> [WHAT IS ASKED]
Copy the lines below word for word, starting at the line that contains "Task: annotate the stadium" and continuing through the last line.

=====

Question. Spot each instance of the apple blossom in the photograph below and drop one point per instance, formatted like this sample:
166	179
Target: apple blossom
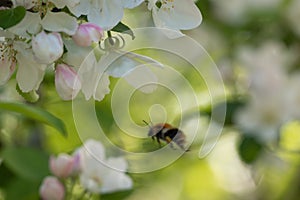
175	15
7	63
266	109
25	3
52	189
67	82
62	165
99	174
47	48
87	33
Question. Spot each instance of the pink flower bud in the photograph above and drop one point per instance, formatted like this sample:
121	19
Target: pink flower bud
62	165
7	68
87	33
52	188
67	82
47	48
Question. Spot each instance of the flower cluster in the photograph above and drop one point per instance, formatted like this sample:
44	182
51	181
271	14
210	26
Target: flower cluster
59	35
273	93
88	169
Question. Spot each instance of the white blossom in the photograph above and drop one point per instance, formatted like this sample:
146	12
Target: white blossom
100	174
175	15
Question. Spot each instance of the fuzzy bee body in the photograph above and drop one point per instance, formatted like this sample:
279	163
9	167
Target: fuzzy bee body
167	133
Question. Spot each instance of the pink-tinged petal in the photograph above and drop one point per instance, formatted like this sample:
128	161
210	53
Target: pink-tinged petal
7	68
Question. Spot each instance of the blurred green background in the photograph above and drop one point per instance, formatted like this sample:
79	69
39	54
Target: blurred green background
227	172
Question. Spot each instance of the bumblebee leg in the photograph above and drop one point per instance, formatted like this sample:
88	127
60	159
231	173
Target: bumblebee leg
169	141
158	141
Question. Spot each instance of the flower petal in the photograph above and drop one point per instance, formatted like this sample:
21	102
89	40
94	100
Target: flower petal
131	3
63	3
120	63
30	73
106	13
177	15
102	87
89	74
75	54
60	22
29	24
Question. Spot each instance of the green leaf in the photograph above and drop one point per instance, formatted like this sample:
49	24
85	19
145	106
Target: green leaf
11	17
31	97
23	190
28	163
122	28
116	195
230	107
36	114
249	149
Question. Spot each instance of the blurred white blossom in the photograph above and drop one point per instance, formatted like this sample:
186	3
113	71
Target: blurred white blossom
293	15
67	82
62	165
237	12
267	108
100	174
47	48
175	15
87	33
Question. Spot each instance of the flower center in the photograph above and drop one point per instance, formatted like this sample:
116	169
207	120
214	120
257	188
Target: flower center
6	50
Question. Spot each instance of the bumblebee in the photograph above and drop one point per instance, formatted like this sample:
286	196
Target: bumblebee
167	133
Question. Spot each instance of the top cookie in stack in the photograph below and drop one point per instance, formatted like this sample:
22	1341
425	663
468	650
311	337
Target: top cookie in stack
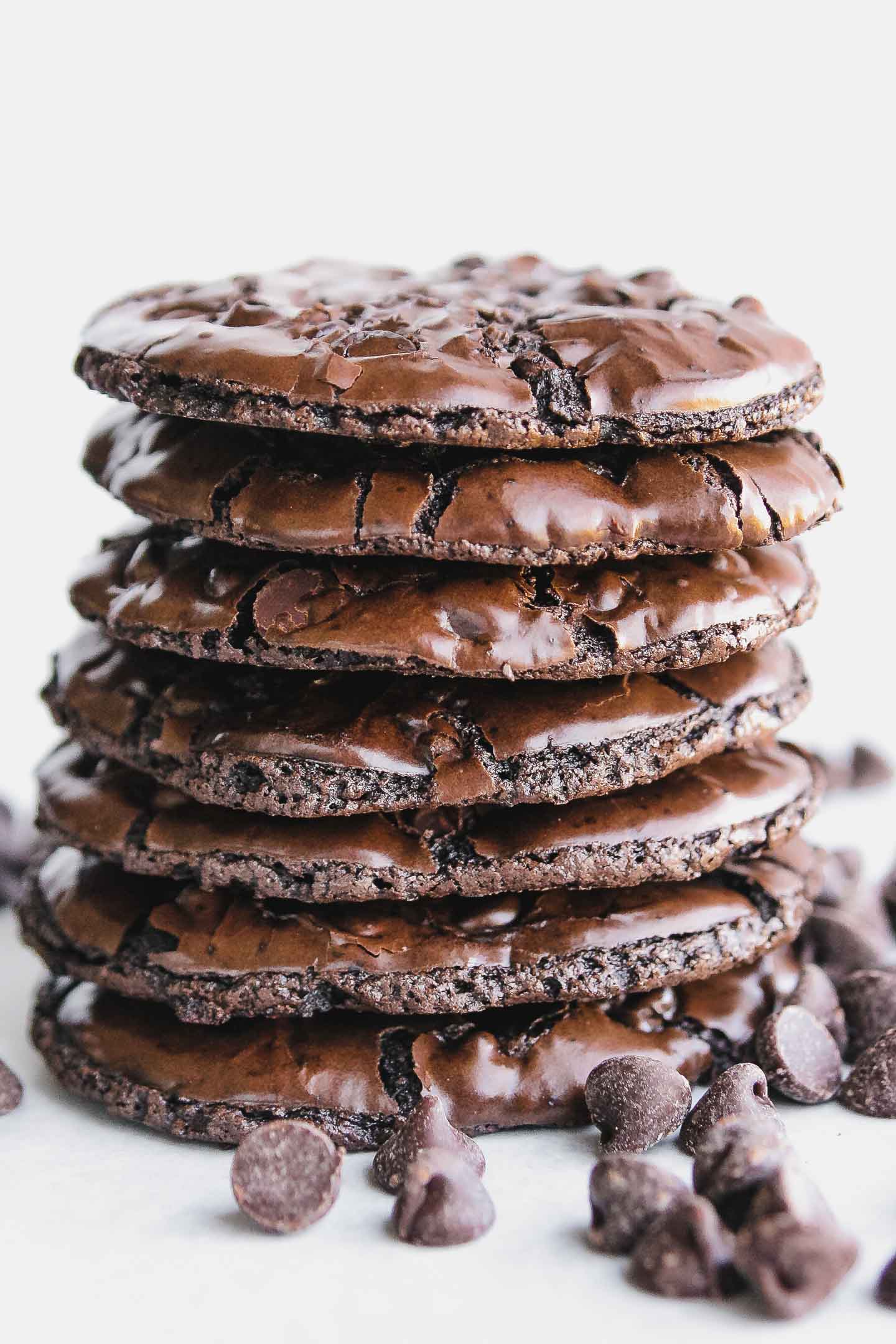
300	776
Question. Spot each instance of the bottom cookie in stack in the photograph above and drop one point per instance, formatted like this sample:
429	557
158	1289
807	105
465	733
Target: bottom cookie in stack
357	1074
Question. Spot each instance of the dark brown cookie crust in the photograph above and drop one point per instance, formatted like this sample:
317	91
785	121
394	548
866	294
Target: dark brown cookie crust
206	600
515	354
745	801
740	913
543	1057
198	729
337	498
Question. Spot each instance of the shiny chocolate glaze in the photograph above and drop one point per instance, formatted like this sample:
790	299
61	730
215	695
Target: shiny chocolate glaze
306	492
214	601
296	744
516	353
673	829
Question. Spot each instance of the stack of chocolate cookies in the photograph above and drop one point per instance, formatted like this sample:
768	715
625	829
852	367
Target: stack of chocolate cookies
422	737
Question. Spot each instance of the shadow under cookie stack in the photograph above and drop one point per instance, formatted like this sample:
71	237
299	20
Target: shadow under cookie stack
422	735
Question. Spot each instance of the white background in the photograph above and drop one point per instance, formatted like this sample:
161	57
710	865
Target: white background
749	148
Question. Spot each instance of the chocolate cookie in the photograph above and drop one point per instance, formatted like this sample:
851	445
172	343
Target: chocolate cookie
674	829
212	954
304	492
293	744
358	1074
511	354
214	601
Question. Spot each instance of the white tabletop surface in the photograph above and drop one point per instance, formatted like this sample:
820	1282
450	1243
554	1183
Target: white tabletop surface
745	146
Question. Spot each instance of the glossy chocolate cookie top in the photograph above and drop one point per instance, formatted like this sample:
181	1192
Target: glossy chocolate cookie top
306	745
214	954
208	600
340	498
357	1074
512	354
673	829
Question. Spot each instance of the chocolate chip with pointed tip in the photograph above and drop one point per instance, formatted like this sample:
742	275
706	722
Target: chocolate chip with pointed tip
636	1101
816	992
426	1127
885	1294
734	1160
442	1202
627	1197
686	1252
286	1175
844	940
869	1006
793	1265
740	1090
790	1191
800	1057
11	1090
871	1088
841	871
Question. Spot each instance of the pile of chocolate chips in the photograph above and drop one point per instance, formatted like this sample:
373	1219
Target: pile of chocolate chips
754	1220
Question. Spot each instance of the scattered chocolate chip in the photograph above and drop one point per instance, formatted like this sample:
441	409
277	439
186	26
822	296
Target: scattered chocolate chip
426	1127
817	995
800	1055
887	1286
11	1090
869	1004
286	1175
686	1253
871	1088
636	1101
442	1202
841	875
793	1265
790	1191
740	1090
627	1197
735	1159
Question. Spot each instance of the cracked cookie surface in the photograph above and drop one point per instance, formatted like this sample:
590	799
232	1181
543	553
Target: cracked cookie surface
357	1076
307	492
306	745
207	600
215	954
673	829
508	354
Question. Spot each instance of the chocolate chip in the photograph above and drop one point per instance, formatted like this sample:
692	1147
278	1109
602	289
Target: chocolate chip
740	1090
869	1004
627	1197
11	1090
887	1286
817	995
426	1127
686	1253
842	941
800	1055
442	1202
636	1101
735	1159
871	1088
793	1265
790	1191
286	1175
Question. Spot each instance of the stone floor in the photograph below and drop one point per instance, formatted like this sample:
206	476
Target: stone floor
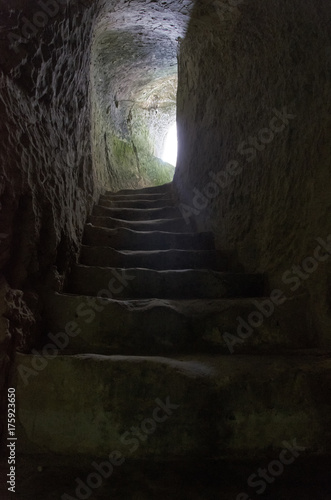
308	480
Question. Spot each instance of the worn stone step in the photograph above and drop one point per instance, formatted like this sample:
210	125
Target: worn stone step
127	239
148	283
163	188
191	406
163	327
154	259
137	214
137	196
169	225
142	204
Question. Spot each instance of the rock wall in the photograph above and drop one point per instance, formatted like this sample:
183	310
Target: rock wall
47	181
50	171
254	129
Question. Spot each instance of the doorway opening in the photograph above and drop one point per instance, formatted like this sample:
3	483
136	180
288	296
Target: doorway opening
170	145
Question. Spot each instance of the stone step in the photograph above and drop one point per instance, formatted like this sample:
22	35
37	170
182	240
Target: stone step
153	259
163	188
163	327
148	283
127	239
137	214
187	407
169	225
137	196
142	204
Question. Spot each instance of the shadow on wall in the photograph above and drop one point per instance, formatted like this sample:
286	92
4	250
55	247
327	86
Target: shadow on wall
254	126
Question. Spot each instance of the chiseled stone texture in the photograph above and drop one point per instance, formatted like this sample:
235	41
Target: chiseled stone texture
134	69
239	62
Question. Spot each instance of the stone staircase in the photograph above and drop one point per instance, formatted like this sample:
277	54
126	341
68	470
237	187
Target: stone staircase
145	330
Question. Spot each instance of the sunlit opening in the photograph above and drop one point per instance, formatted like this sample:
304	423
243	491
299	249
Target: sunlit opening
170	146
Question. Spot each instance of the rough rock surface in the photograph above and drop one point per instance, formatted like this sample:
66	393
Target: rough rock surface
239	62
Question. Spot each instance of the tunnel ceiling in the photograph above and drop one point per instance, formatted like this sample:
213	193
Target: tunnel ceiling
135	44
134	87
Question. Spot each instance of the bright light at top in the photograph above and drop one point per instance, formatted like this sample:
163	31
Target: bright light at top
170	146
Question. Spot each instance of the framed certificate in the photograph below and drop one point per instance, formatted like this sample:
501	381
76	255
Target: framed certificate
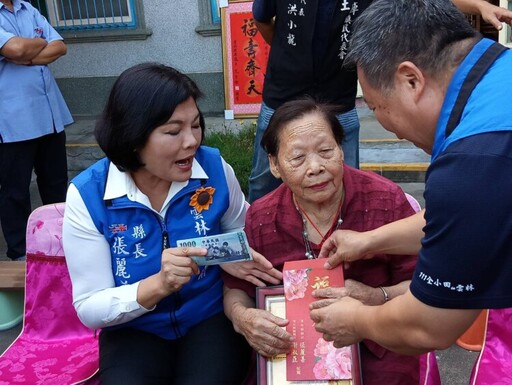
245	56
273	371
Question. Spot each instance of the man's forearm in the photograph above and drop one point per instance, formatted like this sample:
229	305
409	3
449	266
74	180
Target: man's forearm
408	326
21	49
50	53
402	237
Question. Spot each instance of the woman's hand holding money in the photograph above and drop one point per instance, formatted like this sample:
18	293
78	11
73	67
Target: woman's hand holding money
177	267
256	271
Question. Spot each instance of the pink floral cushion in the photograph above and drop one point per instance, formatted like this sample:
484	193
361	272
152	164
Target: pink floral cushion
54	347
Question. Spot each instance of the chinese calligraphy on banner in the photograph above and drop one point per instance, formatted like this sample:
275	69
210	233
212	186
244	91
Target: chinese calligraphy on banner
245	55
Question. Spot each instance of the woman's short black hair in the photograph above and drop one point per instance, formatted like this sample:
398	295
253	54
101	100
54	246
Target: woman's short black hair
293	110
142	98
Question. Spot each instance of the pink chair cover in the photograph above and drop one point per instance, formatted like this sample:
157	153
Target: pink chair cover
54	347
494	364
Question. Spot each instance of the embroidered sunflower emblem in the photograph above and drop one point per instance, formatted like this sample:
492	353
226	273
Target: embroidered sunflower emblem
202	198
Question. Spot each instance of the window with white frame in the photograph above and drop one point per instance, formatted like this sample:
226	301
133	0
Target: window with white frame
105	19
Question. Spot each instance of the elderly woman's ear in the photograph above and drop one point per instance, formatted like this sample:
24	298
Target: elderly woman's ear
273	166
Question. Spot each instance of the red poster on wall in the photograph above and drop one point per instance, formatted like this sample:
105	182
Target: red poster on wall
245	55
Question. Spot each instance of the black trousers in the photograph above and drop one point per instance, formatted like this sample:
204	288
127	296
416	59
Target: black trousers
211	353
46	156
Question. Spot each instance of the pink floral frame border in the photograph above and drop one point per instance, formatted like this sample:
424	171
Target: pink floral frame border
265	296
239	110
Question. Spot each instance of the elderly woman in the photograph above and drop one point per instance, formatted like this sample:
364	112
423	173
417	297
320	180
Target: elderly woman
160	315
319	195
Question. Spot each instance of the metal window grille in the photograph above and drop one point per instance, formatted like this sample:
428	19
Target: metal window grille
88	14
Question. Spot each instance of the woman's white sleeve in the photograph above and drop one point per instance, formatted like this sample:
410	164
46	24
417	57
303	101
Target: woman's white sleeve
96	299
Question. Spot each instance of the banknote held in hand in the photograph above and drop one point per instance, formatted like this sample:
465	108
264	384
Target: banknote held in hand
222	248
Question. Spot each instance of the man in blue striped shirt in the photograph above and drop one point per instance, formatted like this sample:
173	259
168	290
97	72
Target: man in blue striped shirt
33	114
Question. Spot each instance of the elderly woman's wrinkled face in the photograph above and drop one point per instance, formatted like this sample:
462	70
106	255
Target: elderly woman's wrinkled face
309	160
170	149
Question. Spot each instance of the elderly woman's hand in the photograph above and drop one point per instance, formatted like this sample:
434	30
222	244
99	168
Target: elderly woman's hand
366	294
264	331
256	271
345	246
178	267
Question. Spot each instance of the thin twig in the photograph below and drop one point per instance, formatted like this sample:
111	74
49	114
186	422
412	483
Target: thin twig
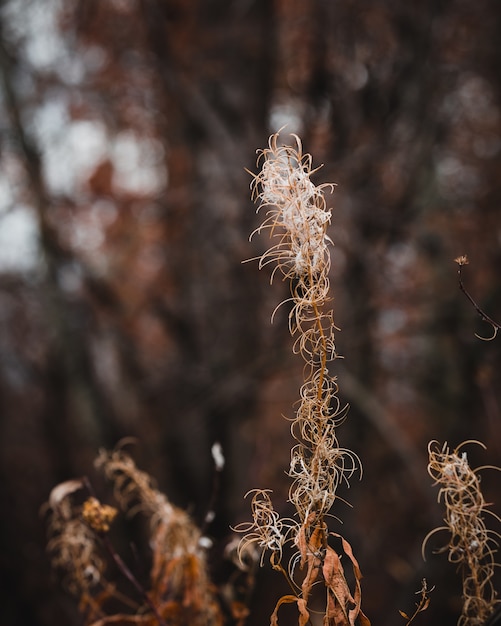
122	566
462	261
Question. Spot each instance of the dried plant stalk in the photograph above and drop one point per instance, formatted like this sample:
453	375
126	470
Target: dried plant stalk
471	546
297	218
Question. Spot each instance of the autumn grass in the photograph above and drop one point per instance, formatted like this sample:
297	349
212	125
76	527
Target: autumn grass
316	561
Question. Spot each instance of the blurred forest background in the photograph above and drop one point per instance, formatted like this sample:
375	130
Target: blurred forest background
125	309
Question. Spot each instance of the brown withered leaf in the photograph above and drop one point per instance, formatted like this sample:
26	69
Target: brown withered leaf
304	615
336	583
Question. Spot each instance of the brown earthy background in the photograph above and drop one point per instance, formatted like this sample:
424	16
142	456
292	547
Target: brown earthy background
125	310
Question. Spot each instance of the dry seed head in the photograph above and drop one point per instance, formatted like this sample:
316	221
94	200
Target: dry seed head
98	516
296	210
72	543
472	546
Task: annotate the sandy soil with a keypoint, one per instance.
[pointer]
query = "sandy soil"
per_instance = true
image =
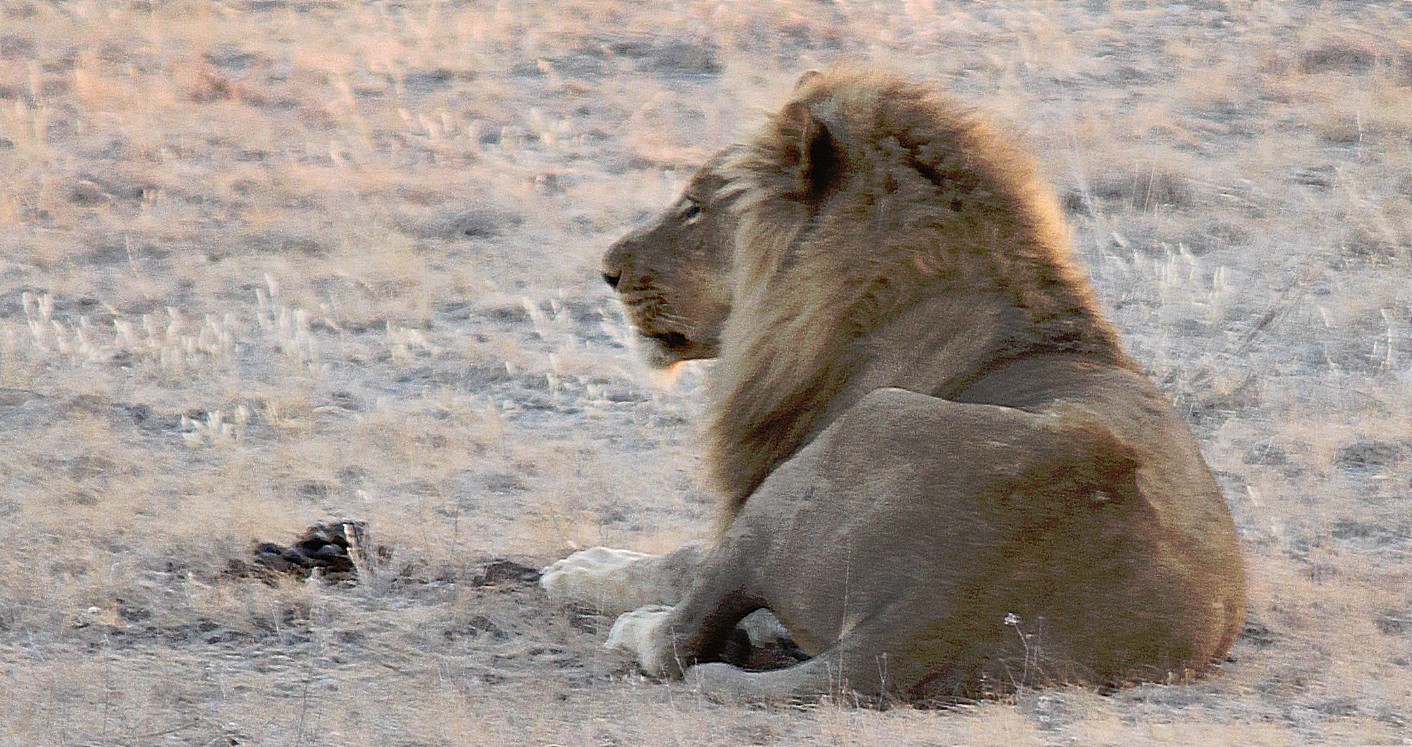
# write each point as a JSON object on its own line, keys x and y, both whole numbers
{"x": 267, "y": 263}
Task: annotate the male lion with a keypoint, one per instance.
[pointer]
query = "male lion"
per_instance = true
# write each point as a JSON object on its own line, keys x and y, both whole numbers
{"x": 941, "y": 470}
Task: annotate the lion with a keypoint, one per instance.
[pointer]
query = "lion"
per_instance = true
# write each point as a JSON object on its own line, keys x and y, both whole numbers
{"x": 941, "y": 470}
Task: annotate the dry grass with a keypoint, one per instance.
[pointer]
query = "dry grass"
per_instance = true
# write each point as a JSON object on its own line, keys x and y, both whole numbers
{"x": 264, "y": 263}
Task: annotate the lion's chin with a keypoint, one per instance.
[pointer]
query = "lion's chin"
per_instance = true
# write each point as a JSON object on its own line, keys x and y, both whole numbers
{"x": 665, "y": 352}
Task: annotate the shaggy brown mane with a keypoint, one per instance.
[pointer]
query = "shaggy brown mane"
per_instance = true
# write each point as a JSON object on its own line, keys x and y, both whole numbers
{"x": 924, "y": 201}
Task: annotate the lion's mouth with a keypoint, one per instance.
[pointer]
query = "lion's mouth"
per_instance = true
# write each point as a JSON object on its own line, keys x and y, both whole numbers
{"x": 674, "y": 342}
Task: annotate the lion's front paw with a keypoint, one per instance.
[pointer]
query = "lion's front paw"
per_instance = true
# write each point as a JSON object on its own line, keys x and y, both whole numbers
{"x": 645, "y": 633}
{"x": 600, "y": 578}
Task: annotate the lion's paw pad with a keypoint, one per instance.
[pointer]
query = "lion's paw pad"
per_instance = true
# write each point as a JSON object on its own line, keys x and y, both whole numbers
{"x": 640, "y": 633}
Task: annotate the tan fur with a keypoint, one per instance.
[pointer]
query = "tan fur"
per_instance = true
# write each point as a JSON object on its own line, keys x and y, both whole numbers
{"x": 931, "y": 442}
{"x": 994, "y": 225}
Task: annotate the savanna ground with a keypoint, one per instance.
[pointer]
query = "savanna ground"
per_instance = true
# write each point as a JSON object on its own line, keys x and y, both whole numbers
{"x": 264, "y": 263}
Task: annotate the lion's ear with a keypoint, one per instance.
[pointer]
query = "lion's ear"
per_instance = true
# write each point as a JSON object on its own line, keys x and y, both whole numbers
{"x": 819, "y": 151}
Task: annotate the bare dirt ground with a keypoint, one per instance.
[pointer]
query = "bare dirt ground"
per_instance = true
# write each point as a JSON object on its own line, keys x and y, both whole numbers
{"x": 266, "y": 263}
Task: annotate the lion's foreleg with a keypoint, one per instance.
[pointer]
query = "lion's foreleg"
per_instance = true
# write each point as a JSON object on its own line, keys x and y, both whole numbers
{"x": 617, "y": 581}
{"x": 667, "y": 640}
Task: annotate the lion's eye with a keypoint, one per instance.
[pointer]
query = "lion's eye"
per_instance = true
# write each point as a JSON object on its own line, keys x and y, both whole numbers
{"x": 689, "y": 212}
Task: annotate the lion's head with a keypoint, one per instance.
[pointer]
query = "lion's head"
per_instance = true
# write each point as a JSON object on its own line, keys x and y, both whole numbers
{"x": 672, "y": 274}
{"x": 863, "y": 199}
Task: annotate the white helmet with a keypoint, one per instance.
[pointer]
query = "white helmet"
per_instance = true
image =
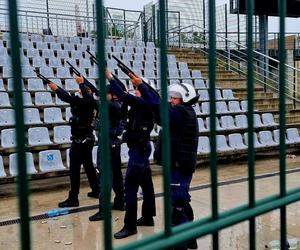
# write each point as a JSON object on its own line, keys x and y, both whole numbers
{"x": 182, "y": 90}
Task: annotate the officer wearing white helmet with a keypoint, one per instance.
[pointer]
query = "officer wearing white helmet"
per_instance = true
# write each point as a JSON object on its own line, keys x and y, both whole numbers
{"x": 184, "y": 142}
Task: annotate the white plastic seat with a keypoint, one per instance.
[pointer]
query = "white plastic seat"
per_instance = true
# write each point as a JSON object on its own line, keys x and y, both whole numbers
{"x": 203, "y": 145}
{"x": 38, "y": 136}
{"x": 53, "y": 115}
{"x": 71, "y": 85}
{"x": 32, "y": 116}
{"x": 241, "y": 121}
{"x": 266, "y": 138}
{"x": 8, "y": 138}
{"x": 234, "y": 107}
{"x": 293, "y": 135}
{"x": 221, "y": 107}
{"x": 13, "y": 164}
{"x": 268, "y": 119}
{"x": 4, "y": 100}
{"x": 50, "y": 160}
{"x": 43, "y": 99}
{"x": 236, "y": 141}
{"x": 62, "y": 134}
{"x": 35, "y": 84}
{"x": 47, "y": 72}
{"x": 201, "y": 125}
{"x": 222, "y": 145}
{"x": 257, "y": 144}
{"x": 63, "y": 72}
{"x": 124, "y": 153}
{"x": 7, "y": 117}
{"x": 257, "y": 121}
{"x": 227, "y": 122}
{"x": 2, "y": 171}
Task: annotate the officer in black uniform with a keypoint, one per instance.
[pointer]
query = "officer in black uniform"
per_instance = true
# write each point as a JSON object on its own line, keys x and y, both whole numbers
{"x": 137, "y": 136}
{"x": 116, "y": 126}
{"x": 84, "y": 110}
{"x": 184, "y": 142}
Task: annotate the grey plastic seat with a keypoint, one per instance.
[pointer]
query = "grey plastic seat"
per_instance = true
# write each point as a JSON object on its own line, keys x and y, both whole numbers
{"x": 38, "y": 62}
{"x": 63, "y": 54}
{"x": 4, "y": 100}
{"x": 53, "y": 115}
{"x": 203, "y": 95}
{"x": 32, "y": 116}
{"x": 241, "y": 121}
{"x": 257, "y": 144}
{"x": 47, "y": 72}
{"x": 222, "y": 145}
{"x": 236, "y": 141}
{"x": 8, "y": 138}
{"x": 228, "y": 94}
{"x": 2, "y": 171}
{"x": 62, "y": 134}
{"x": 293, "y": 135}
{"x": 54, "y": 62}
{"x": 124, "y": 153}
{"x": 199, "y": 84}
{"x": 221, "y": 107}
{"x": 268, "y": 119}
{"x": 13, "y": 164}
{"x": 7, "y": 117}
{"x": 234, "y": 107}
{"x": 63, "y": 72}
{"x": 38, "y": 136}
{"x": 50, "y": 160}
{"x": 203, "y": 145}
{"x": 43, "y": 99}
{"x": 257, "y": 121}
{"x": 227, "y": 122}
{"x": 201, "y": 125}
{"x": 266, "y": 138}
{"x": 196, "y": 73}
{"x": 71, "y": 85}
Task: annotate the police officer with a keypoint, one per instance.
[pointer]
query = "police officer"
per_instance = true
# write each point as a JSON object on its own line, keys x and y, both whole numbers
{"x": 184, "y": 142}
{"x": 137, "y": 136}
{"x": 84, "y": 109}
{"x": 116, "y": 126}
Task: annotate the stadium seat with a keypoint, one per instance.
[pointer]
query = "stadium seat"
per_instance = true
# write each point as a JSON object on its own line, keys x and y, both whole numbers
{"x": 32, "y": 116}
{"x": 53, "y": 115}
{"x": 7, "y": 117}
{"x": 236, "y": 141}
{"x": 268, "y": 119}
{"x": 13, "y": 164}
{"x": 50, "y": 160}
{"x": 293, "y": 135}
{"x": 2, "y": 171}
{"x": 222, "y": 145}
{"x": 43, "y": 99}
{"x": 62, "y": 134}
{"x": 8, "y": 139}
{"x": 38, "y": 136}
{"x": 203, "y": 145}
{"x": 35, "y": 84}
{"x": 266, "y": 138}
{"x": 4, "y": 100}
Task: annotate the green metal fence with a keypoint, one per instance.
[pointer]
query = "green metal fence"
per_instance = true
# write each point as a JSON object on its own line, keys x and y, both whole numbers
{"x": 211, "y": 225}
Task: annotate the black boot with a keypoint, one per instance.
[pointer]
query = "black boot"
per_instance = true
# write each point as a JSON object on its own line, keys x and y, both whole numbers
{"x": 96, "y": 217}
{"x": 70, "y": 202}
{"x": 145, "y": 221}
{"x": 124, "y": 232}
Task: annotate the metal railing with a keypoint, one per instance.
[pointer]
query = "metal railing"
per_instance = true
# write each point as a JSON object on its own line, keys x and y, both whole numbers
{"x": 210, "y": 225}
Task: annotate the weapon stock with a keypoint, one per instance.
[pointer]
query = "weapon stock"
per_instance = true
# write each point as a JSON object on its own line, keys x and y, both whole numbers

=====

> [RESPONSE TO THIS TASK]
Task: annotate the stadium seat with a keypoint, one per instance.
[pointer]
query = "stadium seat"
per_instance = true
# write each point as a JSON object on its own line, keys x and y, both whole numbers
{"x": 32, "y": 116}
{"x": 53, "y": 115}
{"x": 7, "y": 117}
{"x": 236, "y": 141}
{"x": 268, "y": 119}
{"x": 13, "y": 164}
{"x": 50, "y": 160}
{"x": 293, "y": 135}
{"x": 2, "y": 171}
{"x": 222, "y": 145}
{"x": 43, "y": 99}
{"x": 62, "y": 134}
{"x": 8, "y": 139}
{"x": 38, "y": 136}
{"x": 203, "y": 145}
{"x": 35, "y": 84}
{"x": 266, "y": 138}
{"x": 4, "y": 100}
Task: annotate the green metal fence with a keypoint, one per instance.
[pointer]
query = "green metal fence"
per_instance = true
# write each point as a JSON object on its own line, keys x and y, both whole numbers
{"x": 211, "y": 225}
Task: annotate the black boot with a keypoint, one per instance.
[pointer]
query = "black boot"
per_instance = true
# write each point as a JSON object on its own line, keys x and y, both whole numbers
{"x": 96, "y": 217}
{"x": 70, "y": 202}
{"x": 145, "y": 221}
{"x": 124, "y": 232}
Task: annotate the metal railing with a keypoint, one per instance.
[pointer]
query = "metal railing"
per_instance = true
# write each point as a JSON object on its own line, keys x and y, both whole numbers
{"x": 210, "y": 225}
Task: annotate the weapon stock with a keypoint, one per instance.
[pointer]
query = "weapon stock"
per_instance = true
# write each point as a JSON object on its own line, keys x and y, both whole numbers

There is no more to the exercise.